[PROMPT] Although the entries contain pictures, the copy should hold only their exact text.

[Collected data entries]
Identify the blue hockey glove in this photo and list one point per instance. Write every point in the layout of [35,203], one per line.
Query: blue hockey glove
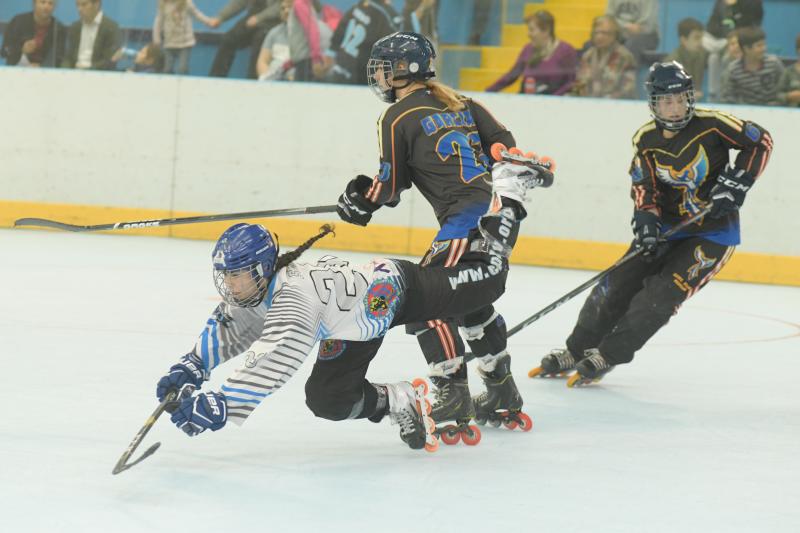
[188,370]
[646,229]
[207,410]
[353,207]
[729,192]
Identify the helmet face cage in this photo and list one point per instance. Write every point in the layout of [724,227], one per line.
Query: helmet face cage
[242,287]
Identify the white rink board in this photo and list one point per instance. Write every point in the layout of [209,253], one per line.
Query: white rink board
[699,434]
[195,144]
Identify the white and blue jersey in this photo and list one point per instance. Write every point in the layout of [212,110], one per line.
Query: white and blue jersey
[305,304]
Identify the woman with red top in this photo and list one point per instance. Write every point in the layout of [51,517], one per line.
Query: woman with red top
[546,65]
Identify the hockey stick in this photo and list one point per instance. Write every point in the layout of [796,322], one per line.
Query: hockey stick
[122,464]
[45,223]
[589,283]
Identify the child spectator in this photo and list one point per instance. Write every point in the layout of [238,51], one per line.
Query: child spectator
[690,53]
[546,65]
[173,32]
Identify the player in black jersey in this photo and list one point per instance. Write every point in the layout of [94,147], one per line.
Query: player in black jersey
[361,26]
[681,166]
[437,140]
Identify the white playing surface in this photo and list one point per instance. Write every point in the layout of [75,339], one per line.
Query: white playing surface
[700,433]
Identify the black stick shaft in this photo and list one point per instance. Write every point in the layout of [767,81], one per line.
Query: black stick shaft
[122,463]
[138,224]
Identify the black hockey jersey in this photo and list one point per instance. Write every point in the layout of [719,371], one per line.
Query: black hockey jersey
[442,152]
[361,26]
[675,176]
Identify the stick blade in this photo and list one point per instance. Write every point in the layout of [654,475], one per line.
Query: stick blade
[45,223]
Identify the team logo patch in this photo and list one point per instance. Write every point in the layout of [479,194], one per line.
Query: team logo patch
[752,132]
[331,349]
[380,298]
[703,263]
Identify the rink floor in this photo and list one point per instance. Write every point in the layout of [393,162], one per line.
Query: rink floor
[700,433]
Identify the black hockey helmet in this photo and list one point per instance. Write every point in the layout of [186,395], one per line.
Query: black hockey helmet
[397,57]
[663,81]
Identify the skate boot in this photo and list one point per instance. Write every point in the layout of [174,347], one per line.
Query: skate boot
[590,369]
[501,402]
[409,408]
[555,364]
[453,402]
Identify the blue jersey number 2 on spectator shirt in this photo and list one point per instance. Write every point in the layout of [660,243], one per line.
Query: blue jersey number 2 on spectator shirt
[456,143]
[353,37]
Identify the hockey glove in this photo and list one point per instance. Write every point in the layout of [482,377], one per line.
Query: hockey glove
[352,206]
[207,410]
[189,370]
[729,192]
[646,228]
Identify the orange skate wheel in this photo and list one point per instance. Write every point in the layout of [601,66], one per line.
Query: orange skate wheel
[419,381]
[450,435]
[472,436]
[497,149]
[525,422]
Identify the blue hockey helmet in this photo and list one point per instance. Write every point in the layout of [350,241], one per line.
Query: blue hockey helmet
[244,262]
[397,57]
[671,93]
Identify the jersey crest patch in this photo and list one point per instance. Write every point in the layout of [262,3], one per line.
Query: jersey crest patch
[687,179]
[331,349]
[380,298]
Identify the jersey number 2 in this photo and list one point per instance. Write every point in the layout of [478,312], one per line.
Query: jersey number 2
[460,145]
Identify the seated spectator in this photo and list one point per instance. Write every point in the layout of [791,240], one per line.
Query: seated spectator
[754,78]
[638,22]
[690,53]
[94,41]
[607,69]
[727,16]
[346,59]
[173,32]
[789,86]
[546,65]
[35,39]
[293,47]
[262,16]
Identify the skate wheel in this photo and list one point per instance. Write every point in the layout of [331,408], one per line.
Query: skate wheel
[525,422]
[471,436]
[533,372]
[420,382]
[497,151]
[450,435]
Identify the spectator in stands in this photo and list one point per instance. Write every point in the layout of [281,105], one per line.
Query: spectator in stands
[607,69]
[690,53]
[638,22]
[173,32]
[789,86]
[481,12]
[727,16]
[94,41]
[262,16]
[35,39]
[546,65]
[294,46]
[754,78]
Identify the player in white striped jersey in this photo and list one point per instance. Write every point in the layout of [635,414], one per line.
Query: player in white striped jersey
[275,310]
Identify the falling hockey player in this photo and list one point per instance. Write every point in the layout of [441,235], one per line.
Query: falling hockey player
[681,165]
[275,310]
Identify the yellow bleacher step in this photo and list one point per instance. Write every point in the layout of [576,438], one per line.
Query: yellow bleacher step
[477,79]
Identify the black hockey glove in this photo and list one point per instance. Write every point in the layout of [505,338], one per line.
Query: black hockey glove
[729,192]
[646,229]
[352,206]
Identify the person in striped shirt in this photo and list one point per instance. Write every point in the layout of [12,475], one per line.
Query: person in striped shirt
[755,77]
[275,310]
[681,167]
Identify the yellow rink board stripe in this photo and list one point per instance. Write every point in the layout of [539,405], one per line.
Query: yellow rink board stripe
[381,239]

[EXPECTED OUTPUT]
Identify the blue hockey glove in this photo and list one point per instance. Write every point in the layout of [35,203], one per line.
Query: blue hockey glove
[188,370]
[646,229]
[207,410]
[353,207]
[729,192]
Identify the helmet face cage in this photo and list one point per instance. Write every point in the layout of [724,227], one per line.
Query: helmet face cage
[242,287]
Identify the white rink board in this photo and list one point per instance. Write every point in the layout of [209,253], one per line.
Query: white rink board
[699,434]
[195,144]
Identify the white and blue jersey in this photo and list one point per instance. Write every point in the layout of [212,110], one per line.
Query: white and blue jersey
[305,304]
Identify the woman with red top in this photo and list one point per instance. Write every point in the layout of [51,517], one per line.
Query: woman with red top
[546,65]
Identify the hockey stick in this photo and list one point per instance. Write every point in the layout of [796,322], one per line.
Query: hockey stick
[122,464]
[45,223]
[589,283]
Identify the child spectator in this photo and list one point per instance. Write every point in the layout of [238,51], one per line.
Query: child spectator
[690,53]
[546,65]
[173,32]
Identify the player in black jersey in this photo and list one point per instance. Write every point in the layout of [94,147], one per line.
Query: player in black jersey
[361,26]
[681,166]
[437,140]
Identify the white playing surface in this photo and list one point per instance. Write every point in the layout of [75,339], one per line.
Query: white playing surface
[700,433]
Identify the black stick shaft in this photo and list one point per instance. Write every point in the layout of [767,81], one per line.
Query: black stick shaft
[122,463]
[138,224]
Identify the black hockey jersey in this photo and list one point per instance. Write every point in the layout of [719,371], one per line.
Query: black hockey jersey
[442,152]
[361,26]
[675,176]
Identify the stick blade in this photo and list one point per instance. Write every point in the layout of [654,475], one per line.
Query: stick blade
[45,223]
Identify the team logo patch in this photo and list one point per instance. Write every point in the layout of [479,194], one per line.
Query: team logo patch
[752,132]
[331,349]
[380,298]
[703,263]
Identify the rink floor in this photo and list one point per instance. Write every point in the layout of [393,162], one per line.
Query: rink floor
[700,433]
Identify the black hockey helmet in this photo and list one point per instance. Write every point in the layout of [186,395], one per line.
Query: black hockey helmet
[397,57]
[663,81]
Identify the skate boot in this photo and list one point per instance. Write every point in the layout of [174,347], one per line.
Query: skate boot
[590,369]
[501,402]
[409,408]
[555,364]
[453,402]
Identify the blue jersey number 2 on spectator shirt in this photo and list one point per instance. Write every point in the layout of [660,243], one per line.
Query: blue jersey number 2 on spectator shirt
[456,143]
[353,37]
Identify the hockey glove in this photo and list one point per instance. Write every point in the layout of [482,377], one per line.
Query: hockey glove
[352,206]
[207,410]
[189,370]
[729,192]
[646,228]
Identify the orange skate wheel in this photo and list one point per instance. Write every point in the layout of [601,66], one per line.
Query: orange skate wheel
[419,381]
[450,435]
[472,436]
[497,149]
[525,422]
Identify the blue hockey helmet in this photo and list one point per instance. Write every point in the layout of [350,241], one per line.
Query: blue hockey helmet
[244,262]
[397,57]
[671,93]
Identify the jersey crest patch in this photo and list one point per instance. Write every point in the layout of [262,3], one per line.
Query: jersey crest patch
[687,179]
[331,349]
[380,298]
Identify the jersey number 2 in this photo and list one point per instance. Write every point in the layout of [478,312], one per line.
Query: jersey number 2
[460,145]
Identify the seated spectator in this photo and list one point per instance. Write every point in the layout of [791,240], one per line.
Query: seated spectator
[754,78]
[638,22]
[690,53]
[94,41]
[607,69]
[727,16]
[346,59]
[173,32]
[789,86]
[546,65]
[35,39]
[293,47]
[262,16]
Identify the skate wheel in this photo and list one point per instance. Write every point in the layout of [331,408], one per line.
Query: skate wheel
[525,422]
[471,436]
[533,372]
[420,382]
[497,151]
[450,435]
Identify the spectator in stands in this photo and list one point per instance. Write every point in the layout of [281,105], one per line.
Query: spectator in stands
[607,69]
[690,53]
[638,22]
[173,32]
[789,86]
[481,12]
[727,16]
[94,41]
[262,16]
[35,39]
[546,65]
[294,46]
[754,78]
Identify the player in white striped jersey in this photo and list one point per instance. Write every point in the layout of [635,414], one per line.
Query: player in white striped jersey
[275,310]
Identify the falling hockey player in this photo and list one point per instance. Write every point in the layout of [441,235], one per line.
Query: falling hockey player
[681,165]
[275,310]
Identify the yellow bleacher step in this photo and list one point per instance. Write every point in the layout of [576,438], one per line.
Query: yellow bleacher step
[477,79]
Identify the black hockey glove in this photo and list one point per instance. Write every point in the layout of [505,338], one per line.
Query: black hockey glove
[729,192]
[646,229]
[352,206]
Identify the person in striped shirt in this photo and list one point per instance. Write every point in the layout of [12,475], one per line.
Query: person in striped shirt
[755,77]
[275,310]
[681,167]
Identify the yellow rink board stripe in this photo and list one point per instance. Write every point in the layout of [539,405], one per line.
Query: yellow rink board stripe
[381,239]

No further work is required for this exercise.